** Work instructions **
Count the lines below that contain the string "metal" and reply with the number alone.

begin Material to process

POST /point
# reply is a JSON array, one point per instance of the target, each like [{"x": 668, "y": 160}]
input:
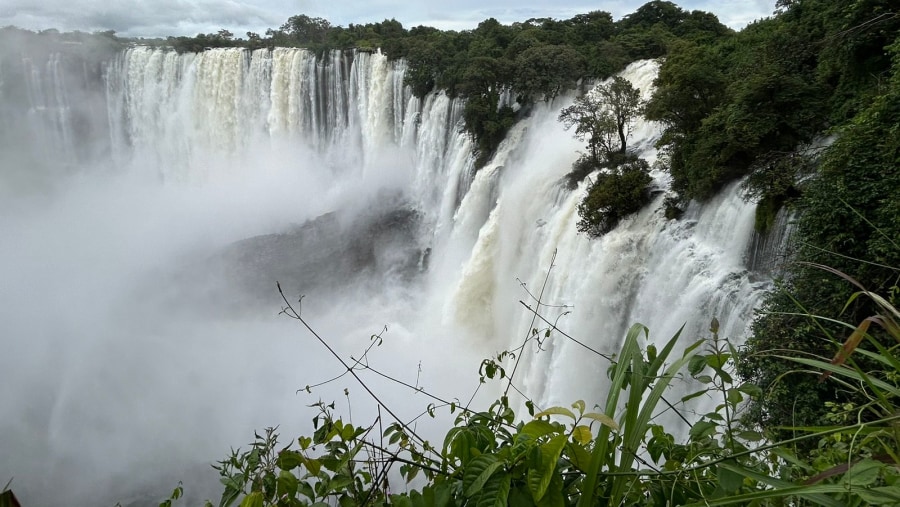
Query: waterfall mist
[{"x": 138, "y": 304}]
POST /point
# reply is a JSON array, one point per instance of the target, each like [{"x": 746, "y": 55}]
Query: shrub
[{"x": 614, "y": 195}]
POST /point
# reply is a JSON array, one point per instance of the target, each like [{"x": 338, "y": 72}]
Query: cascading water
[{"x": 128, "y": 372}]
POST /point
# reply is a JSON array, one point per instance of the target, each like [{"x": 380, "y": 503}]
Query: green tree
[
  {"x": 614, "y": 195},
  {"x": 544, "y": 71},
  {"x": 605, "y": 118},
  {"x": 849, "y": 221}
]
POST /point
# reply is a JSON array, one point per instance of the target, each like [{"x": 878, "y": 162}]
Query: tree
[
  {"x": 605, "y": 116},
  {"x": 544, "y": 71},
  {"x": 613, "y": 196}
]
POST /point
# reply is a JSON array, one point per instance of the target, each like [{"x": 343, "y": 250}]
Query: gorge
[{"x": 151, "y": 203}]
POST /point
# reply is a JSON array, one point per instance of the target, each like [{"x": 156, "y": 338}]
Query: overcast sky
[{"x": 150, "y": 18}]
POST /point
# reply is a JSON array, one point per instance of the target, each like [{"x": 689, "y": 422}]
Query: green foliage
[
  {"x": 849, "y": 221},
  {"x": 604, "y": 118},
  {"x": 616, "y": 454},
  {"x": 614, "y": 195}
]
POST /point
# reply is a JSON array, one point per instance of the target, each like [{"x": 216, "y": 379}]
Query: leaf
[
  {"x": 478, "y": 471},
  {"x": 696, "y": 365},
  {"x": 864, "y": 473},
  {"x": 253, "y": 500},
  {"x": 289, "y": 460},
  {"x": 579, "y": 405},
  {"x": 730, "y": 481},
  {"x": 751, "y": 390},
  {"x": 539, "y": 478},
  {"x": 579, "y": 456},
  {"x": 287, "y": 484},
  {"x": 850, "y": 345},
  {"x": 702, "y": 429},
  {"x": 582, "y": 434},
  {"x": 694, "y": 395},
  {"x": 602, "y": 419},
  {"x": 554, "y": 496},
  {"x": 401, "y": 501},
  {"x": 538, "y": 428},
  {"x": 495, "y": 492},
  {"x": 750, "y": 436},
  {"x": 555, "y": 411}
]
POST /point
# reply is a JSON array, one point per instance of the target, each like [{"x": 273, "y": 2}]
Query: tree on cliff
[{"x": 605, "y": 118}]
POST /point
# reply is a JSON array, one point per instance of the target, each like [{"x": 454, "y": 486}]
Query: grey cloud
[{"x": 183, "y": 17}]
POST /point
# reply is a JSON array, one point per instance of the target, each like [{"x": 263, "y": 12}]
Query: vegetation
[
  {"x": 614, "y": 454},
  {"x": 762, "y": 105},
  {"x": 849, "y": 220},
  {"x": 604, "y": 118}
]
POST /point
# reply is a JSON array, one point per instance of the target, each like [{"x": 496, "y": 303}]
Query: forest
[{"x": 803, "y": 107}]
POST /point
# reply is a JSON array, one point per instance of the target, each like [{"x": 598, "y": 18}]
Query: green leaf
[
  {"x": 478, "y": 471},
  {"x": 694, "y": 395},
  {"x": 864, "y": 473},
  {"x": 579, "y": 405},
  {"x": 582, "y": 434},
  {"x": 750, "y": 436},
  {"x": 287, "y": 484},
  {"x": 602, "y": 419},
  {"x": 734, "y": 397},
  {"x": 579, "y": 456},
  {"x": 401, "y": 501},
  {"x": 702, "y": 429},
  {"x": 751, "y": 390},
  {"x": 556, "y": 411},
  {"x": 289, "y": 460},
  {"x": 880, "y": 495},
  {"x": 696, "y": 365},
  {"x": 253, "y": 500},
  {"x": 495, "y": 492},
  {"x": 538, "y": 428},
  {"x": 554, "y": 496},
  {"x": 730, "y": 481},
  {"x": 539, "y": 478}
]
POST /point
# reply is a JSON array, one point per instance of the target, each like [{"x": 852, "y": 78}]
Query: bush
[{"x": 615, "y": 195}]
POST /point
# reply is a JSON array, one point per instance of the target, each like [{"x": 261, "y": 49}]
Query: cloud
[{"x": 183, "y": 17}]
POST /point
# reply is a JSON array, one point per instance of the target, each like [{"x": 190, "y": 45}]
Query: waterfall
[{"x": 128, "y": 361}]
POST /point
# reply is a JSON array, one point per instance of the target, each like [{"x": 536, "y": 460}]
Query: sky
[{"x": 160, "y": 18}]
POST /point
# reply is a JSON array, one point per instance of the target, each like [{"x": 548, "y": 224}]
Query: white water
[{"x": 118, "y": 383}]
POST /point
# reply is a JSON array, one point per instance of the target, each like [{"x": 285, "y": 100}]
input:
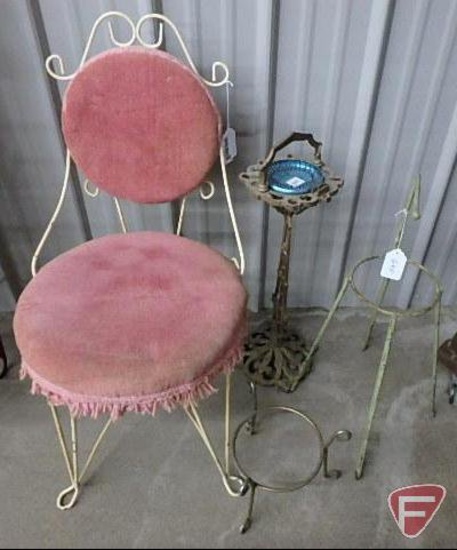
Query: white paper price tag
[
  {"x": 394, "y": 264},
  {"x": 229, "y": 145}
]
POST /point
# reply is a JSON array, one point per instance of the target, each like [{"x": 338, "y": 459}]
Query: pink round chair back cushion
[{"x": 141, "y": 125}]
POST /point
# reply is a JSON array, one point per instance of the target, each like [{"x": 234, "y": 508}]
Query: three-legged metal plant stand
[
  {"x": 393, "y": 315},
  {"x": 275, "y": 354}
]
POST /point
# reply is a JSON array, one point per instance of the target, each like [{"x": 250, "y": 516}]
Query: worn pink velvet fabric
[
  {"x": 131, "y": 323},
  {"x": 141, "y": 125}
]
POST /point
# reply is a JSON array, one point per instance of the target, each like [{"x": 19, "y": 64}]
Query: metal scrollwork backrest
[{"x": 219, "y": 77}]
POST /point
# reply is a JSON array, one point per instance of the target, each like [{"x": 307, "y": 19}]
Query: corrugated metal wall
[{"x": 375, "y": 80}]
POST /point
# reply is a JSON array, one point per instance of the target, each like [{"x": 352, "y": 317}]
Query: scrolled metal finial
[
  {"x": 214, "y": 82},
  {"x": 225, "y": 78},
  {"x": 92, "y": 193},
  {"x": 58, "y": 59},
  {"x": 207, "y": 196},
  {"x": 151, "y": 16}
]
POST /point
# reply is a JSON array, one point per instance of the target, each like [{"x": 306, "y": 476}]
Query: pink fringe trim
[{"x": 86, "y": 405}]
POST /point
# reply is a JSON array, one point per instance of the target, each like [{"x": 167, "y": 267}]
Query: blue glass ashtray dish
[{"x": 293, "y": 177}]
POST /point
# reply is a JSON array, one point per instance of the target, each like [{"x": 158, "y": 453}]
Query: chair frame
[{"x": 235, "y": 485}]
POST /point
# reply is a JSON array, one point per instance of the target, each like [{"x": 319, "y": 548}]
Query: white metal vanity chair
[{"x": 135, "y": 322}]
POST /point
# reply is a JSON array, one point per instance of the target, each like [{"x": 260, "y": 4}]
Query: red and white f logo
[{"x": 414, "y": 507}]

end Material to process
begin Material to process

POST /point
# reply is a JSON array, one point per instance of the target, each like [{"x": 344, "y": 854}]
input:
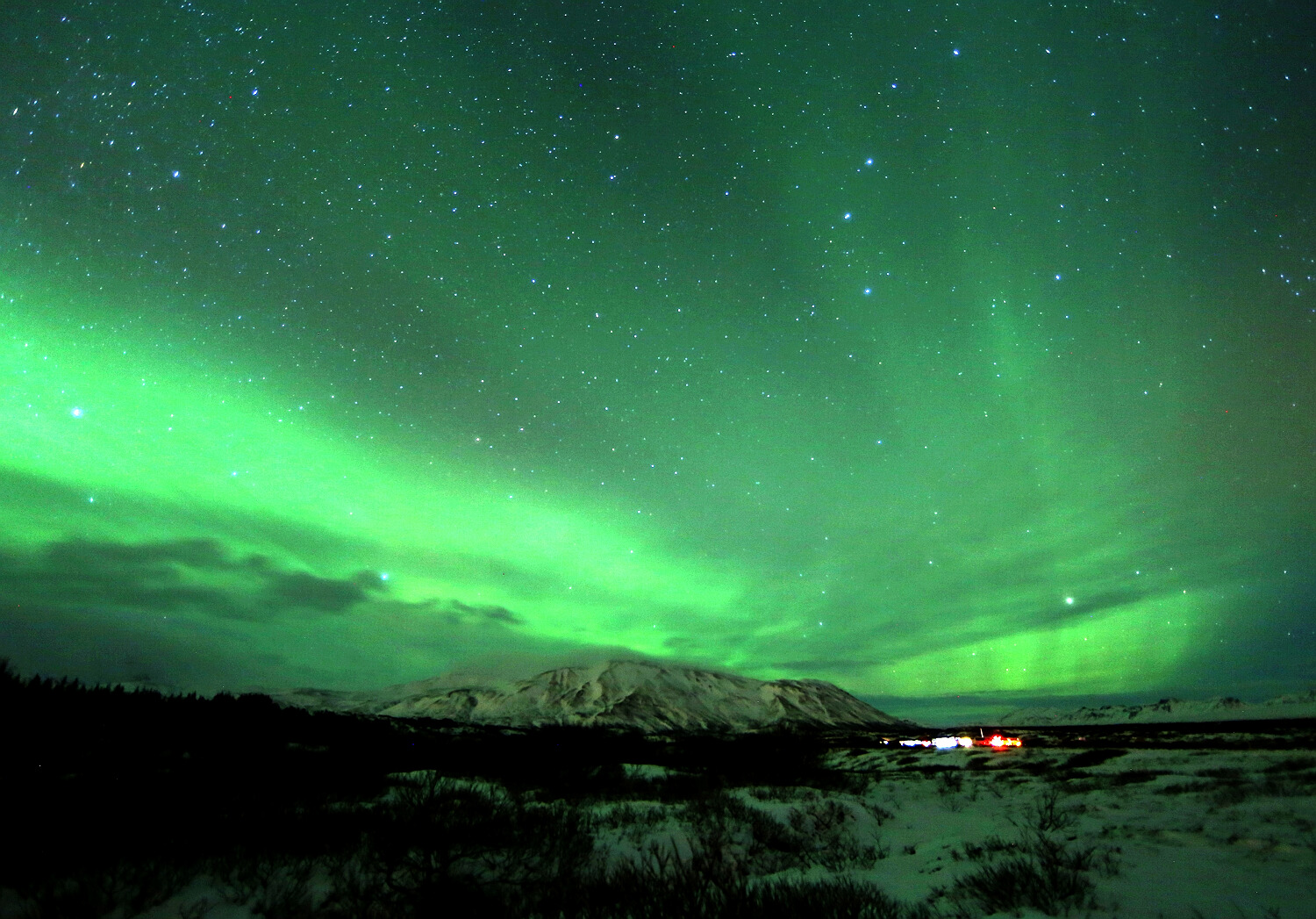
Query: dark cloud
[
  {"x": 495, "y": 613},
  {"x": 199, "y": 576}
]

end Material to process

** Task result **
5